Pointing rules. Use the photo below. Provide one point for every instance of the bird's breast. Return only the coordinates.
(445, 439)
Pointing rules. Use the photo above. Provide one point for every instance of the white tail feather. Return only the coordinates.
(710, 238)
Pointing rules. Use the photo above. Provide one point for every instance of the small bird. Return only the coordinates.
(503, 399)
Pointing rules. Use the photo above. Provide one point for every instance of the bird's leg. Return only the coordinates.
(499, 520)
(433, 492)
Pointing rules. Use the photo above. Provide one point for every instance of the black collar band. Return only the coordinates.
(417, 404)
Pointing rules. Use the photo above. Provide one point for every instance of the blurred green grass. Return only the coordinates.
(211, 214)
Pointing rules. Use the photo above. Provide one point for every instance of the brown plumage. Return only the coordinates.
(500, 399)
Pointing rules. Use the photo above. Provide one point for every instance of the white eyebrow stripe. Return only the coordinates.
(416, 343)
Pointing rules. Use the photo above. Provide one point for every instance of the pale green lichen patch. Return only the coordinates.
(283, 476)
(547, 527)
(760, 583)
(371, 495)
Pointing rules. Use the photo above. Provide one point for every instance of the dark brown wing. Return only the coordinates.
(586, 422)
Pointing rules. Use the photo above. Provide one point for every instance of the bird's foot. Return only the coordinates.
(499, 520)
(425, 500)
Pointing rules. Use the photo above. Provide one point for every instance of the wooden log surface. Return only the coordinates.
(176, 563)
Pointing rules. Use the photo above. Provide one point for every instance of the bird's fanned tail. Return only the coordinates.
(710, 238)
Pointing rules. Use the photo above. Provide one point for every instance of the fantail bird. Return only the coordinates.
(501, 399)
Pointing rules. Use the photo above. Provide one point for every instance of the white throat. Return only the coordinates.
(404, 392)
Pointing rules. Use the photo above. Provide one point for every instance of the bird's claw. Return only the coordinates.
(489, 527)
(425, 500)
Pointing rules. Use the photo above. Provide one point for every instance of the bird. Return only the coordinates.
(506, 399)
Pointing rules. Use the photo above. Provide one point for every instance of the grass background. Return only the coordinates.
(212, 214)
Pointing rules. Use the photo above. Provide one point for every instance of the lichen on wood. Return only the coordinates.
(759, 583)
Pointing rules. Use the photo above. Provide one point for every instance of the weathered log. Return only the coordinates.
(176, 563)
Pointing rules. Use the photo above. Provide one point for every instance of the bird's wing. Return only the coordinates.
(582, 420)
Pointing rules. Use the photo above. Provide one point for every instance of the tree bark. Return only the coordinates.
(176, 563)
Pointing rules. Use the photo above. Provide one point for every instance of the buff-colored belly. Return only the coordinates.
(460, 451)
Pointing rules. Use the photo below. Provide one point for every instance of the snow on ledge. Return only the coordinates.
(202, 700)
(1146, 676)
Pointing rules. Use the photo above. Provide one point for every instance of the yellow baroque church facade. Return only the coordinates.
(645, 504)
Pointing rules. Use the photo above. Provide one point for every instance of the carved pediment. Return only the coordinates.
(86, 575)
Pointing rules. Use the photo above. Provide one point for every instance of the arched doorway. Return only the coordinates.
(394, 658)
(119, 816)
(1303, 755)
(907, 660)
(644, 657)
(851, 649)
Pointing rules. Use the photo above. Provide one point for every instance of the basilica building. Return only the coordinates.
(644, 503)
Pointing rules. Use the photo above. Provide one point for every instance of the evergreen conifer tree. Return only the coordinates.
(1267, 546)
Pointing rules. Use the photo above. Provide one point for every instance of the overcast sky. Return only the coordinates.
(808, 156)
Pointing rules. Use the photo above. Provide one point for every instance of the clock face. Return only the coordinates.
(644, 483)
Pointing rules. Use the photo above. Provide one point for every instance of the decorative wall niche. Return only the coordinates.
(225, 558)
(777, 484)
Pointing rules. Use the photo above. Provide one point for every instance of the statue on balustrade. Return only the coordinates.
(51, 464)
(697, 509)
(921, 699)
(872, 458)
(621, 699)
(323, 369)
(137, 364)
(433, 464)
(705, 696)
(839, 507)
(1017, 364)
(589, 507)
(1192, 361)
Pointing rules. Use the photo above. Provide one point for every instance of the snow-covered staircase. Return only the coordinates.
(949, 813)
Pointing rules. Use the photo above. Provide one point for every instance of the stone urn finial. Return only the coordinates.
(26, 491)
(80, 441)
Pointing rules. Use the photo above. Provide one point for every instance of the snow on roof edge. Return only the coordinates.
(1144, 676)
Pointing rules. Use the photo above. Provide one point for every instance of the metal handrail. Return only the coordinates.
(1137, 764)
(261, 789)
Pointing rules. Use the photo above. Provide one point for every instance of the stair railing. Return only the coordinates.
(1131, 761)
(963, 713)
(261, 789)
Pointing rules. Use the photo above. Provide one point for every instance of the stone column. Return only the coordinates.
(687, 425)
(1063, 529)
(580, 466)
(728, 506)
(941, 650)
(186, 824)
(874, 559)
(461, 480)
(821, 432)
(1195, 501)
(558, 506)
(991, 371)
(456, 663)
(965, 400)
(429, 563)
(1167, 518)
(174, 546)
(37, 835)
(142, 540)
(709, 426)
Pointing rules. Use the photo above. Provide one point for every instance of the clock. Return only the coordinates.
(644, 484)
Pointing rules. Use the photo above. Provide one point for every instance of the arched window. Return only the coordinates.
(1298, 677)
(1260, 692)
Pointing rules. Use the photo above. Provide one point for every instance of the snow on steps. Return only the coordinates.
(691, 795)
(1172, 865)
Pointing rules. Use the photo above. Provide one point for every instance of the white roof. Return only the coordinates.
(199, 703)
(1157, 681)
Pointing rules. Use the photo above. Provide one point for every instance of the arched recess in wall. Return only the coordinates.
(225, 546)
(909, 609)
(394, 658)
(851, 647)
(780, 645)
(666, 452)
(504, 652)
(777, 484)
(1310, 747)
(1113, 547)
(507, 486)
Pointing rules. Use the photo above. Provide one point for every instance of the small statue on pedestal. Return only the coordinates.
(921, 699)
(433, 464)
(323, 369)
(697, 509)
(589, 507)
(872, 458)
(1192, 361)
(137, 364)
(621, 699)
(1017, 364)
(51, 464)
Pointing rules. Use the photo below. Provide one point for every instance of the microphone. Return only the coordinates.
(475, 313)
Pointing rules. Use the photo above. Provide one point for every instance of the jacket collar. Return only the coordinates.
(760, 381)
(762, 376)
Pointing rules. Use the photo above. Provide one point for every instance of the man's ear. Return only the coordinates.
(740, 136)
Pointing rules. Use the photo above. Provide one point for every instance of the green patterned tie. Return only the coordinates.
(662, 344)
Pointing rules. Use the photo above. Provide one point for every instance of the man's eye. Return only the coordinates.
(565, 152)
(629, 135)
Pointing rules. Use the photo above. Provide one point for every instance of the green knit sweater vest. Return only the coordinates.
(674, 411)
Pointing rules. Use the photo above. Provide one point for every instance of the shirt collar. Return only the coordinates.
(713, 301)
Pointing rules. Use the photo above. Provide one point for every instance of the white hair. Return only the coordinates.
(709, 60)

== The task ==
Quote each line of the data above exactly as written.

== Finished task ==
Pointing rules. Use the photo below. Provide one point for every instance of the bird's breast. Return only the coordinates.
(445, 439)
Pointing rules. Use the photo above. Provide one point for every instance of the white tail feather. Return only the coordinates.
(710, 238)
Pointing rules. Use the photo above. Provide one point for every instance of the small bird. Return only the coordinates.
(503, 399)
Pointing rules. Use the photo above. Provide one point for every instance of the bird's leg. Return only the coordinates.
(499, 520)
(433, 492)
Pointing rules. Use the photo above. Provide one point for every instance of the black collar band. Return only the coordinates.
(417, 404)
Pointing rules. Use the photo above. Provide one point for every instance of the blurred green grass. Return only the coordinates.
(211, 214)
Pointing rules. Use the photo above. Provide one point for every instance of the brown plumage. Return only the coordinates.
(500, 399)
Pointing rules. Use the photo above. Provide one point for every instance of the white eyebrow stripe. Return only the coordinates.
(416, 343)
Pointing rules. Use the photo above. Provide one point for every instance of the pale green lichen patch. Return only the coordinates.
(283, 476)
(547, 527)
(760, 583)
(371, 495)
Pointing rules. Use the photo above. Provide one point for every instance of the dark brown wing. Return only the coordinates.
(586, 422)
Pointing rules. Use the photo above. Provide one point for every instance of the bird's foot. Return only the coordinates.
(499, 520)
(425, 500)
Pointing rules. Use the photo above. Provide one point for every instance of the wooden log surface. Return only the coordinates.
(176, 563)
Pointing rules. Use the photo above. Provide one point for every instance of the bird's fanned tail. Return only the coordinates.
(710, 238)
Pointing rules. Use the photo above. Provide one point for every instance of the fantail bird. Return only the coordinates.
(501, 399)
Pointing rules. Use the photo above. Provide one point for every instance of the white throat. Return only the coordinates.
(404, 392)
Pointing rules. Use the photo above. Provide one point for every instance of the bird's claw. Return only the coordinates.
(489, 527)
(425, 500)
Pointing rules. Use the photo above. Provide one point for every instance of the bird. Return only the coordinates.
(506, 399)
Pointing rules. Use the photo above. Provide one point for every instance of the grass background. Return only the coordinates.
(212, 214)
Pointing rules. Use the photo above. Provide one point for every instance of the lichen on wood. Return only the coordinates.
(759, 583)
Pointing rules. Use the photo above. Provide one point for every instance of the weathered log. Return only the coordinates.
(176, 563)
Pointing rules. Use the photo above. Provide one point for every instance of the bird's wing. Return only the coordinates.
(582, 420)
Pointing rules. Use the photo above. Provide one point for every instance of the tree bark. Return only the coordinates.
(176, 563)
Pointing rules. Use the photo above. Provide one point for every instance of the buff-colored belly. Return only the coordinates.
(460, 451)
Pointing rules. Use the photo below. Provide one point for every instance of the snow on ledge. Return only the coordinates.
(202, 700)
(1146, 676)
Pointing rules. Use the photo above. Provide one point for every instance of the yellow baroque church facade. Return only the coordinates.
(645, 504)
Pointing rules. Use the photo above. Provide one point for every instance of the carved pediment. Return only the coordinates.
(86, 575)
Pointing rules. Use the photo above. Provide one point for every instance of the arched doorway. Return only the coordinates.
(394, 658)
(119, 816)
(1303, 755)
(907, 660)
(644, 657)
(851, 649)
Pointing rules. Use the photo above. Provide one point for every instance of the basilica building. Return only the coordinates.
(644, 503)
Pointing rules. Use the photo above. Provide one point for every instance of the evergreen conifer tree. Return only the coordinates.
(1267, 546)
Pointing rules. Use the photo above. Provide one point for every instance of the overcast sky. Return only the coordinates.
(808, 156)
Pointing rules. Use the photo above. Provide one point for every instance of the clock face. Return only the coordinates.
(644, 483)
Pointing rules. Use the photo above. Provide one point for every instance of the decorative wall niche. Return only the coordinates.
(225, 558)
(777, 484)
Pointing rules. Use the photo above. Provide one point for every instance of the statue on balustrade. Return only the coordinates.
(51, 464)
(697, 509)
(921, 699)
(872, 458)
(621, 699)
(323, 369)
(137, 364)
(433, 464)
(705, 696)
(839, 507)
(1017, 364)
(589, 507)
(1192, 361)
Pointing rules. Use the photo above. Provide one point for every instance of the snow-covered staircase. Return only the coordinates.
(949, 813)
Pointing rules. Use the photo above. Provide one point for every instance of the stone urn finial. Return only the coordinates.
(26, 491)
(80, 441)
Pointing rules. Use the photo above. Provide one point for every instance of the snow on roof edge. Return only the coordinates.
(1144, 676)
Pointing rules. Use the photo above. Provide one point for every instance of the metal handrail. Return only the coordinates.
(1137, 764)
(261, 789)
Pointing rules. Use the photo above. Provide one point for every instance of the stair railing. Return only the coordinates.
(1131, 761)
(963, 713)
(261, 789)
Pointing rules. Use the photo above. Provide one point for every instance of the stone column. Return only the coordinates.
(687, 425)
(1063, 529)
(580, 466)
(728, 506)
(941, 650)
(186, 824)
(874, 559)
(461, 480)
(821, 432)
(1195, 501)
(558, 506)
(991, 371)
(456, 663)
(965, 400)
(429, 563)
(1167, 518)
(174, 546)
(37, 835)
(142, 540)
(709, 426)
Pointing rules. Use the photo above. Provide one point for every instance of the clock. Return only the coordinates.
(644, 484)
Pointing rules. Use the photo above. Provide one point for every instance of the arched window. Return only the coordinates.
(1298, 677)
(1260, 692)
Pointing rules. Use the photo above. Provide one point for every instance of the snow on steps. Return only the coordinates.
(691, 795)
(1172, 865)
Pointing rules. Use the photo above. Provide one point for every instance of the white roof. Return only the coordinates.
(199, 703)
(1157, 681)
Pointing rules. Use the photo above. Provide one point for every instance of the arched recess in wall. Return only the coordinates.
(225, 546)
(909, 609)
(394, 658)
(851, 647)
(780, 645)
(666, 452)
(504, 652)
(777, 484)
(1310, 747)
(1113, 547)
(507, 486)
Pointing rules. Use the photo above. Provide one point for every instance of the small statue on pedestal. Return only the coordinates.
(921, 699)
(433, 464)
(323, 369)
(697, 509)
(589, 507)
(872, 458)
(1192, 361)
(137, 364)
(621, 699)
(1017, 364)
(51, 464)
Pointing rules. Use the photo below. Provide one point for every instance of the microphone. Return only the coordinates.
(475, 313)
Pointing rules. Use the photo above. Provide one point for every instance of the jacket collar. Return only the coordinates.
(760, 381)
(762, 376)
Pointing rules. Use the photo above. Provide one point for every instance of the man's ear. Return only the coordinates.
(740, 136)
Pointing rules. Use the photo above. Provide one point for every instance of the green patterned tie. Return only the coordinates.
(662, 344)
Pointing rules. Use the photo above. Provide one point for every instance of the man's eye. Return only the coordinates.
(565, 152)
(629, 135)
Pointing rules. Use the photo above. Provide one point for every instance of the green knit sweater vest. Return only the coordinates.
(674, 411)
Pointing rules. Use the photo above. Provide one point for every instance of the shirt collar. Return only the coordinates.
(713, 301)
Pointing rules. Use the photo above. Provide one point for every instance of the white hair. Return only the coordinates.
(709, 60)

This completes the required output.